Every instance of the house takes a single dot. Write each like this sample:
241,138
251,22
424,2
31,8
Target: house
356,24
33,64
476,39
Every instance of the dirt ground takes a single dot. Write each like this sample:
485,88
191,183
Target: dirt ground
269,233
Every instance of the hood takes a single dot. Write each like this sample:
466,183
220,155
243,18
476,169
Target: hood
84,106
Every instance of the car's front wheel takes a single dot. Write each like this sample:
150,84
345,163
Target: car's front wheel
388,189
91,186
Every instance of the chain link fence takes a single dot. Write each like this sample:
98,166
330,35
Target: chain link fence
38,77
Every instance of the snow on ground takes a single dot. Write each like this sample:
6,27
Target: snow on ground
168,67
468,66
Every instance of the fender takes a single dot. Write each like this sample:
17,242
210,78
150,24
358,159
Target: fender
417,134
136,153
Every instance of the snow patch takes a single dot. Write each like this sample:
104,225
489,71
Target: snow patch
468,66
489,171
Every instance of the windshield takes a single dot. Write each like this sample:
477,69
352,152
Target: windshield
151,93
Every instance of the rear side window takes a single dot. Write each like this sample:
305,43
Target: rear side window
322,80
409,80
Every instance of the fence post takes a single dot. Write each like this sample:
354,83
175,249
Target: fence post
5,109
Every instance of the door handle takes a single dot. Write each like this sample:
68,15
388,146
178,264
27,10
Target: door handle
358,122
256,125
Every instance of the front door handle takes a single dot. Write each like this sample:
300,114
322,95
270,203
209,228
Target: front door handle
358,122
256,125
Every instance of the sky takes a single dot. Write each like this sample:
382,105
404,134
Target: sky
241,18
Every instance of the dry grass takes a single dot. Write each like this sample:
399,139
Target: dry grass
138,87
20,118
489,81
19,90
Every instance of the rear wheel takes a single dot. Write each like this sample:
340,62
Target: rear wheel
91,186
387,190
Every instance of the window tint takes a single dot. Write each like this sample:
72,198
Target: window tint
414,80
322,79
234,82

-- PROBLEM REQUIREMENTS --
In the records above, return only the line that contains "Every instance of the hood" and every line after it through the last, exactly as they appear.

-- SOLUTION --
Every instance of the hood takes a single dot. Write each like this sample:
466,183
220,155
243,18
476,169
Target: hood
84,106
Every instance of the car's front wheel takes a single dot. Write each like this sample:
150,84
345,163
Target: car's front wheel
388,189
91,186
Every instance of the chain link fence takes a single dot. Write each like this sample:
98,166
330,35
Target: chain link fence
38,77
Every instance of the snow on ground takes a single dot. Write each like this sample:
6,27
Target: snow on ground
168,67
468,66
Every instance of the fender takes a single dot. Write each like this sample:
17,242
210,78
150,24
358,159
Target: fender
417,134
136,153
Every instance of the snow patch takes a single dot. Write each like this sample:
104,225
489,71
Target: snow patch
468,66
489,171
Every instance of the windshield takes a single dot. Write each like this sample:
477,69
352,152
Target: windshield
151,93
Every instance of the rear side window takes a single dot. Write each like this sample:
305,43
Target: rear side window
322,80
409,80
Every instance of the fence post takes a single dot. Write each like this sample:
354,83
175,249
Target: fence post
5,109
Every instance of the door handle takes a single dot. Write each like this sample:
68,15
388,146
178,264
27,10
Target: door handle
358,122
256,125
Every instance of the front door handle takes a single dot. Write each like this sample:
300,114
322,95
270,203
209,228
Target: front door handle
358,122
256,125
Every instance of the sky takes a single dot. Write each like this sample:
382,105
404,134
Target: sky
241,18
Every instance of the dry grass takes a single dot. Write each like this sample:
399,139
Target: dry grass
138,87
20,118
489,81
19,90
Every instance of the rear wheel takes a single dot. Write each like this sample:
340,62
Target: rear wheel
91,186
387,190
Every instance of the window tint takes a single dot. Write each like this sample:
72,198
Target: window tint
414,80
322,79
234,82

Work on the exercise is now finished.